-- STATED GOAL --
Please output each of the records below word for word, with no changes.

-- EXERCISE DATA --
--- start ---
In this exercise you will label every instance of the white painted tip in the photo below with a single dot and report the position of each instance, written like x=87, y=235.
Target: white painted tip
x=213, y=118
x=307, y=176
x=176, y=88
--- end ---
-- ANSWER TO THIS EXERCISE --
In this exercise you will label every instance of the white painted tip in the photo below with a single dot and report the position of each instance, written like x=87, y=235.
Target: white painted tip
x=213, y=118
x=307, y=176
x=176, y=88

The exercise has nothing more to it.